*Assignment*
Only the final stretch of the data is wanted: reproduce the line containing "Target: blue glass tower" and each line after it, exactly.

*Point localization data*
_ _ _ _
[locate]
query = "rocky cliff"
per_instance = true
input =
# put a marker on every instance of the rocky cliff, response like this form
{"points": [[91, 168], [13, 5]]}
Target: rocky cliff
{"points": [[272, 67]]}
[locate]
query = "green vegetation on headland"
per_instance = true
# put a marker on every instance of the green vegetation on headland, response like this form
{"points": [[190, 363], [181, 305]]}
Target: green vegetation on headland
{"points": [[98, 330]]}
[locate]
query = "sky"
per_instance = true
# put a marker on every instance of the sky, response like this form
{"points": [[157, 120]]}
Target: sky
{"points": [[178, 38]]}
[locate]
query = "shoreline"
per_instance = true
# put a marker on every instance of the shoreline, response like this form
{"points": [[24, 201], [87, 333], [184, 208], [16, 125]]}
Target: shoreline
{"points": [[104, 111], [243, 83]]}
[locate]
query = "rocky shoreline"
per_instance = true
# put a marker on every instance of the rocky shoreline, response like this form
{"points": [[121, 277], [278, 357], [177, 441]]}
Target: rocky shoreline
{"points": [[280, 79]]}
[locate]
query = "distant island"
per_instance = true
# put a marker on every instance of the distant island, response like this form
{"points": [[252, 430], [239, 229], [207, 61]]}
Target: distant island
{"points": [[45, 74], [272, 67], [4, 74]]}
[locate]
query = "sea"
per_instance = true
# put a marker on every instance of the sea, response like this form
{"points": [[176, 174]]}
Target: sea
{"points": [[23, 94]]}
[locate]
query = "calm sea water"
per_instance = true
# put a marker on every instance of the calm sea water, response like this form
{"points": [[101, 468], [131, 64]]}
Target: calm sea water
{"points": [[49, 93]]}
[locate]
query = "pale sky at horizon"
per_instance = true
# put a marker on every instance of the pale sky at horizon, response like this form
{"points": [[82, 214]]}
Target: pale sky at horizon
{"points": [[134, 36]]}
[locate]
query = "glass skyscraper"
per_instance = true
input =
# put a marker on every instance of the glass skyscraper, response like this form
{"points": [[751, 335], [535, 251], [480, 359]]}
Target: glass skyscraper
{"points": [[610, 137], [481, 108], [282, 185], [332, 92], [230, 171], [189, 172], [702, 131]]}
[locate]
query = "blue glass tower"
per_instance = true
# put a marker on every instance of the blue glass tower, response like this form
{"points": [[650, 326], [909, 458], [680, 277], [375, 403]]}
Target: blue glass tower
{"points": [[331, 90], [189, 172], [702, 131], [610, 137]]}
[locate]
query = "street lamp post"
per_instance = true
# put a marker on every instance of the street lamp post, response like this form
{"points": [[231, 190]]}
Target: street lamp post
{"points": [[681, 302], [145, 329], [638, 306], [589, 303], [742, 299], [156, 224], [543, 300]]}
_ _ _ _
*Solution for this exercise*
Target: blue glass tower
{"points": [[331, 90], [189, 172], [702, 131], [610, 137]]}
[locate]
query = "street lamp post"
per_instance = true
# put a marker on every instance of the street lamp post, response like this form
{"points": [[231, 190]]}
Target: street lamp post
{"points": [[681, 302], [145, 329], [638, 306], [589, 303], [742, 299], [156, 224], [543, 300]]}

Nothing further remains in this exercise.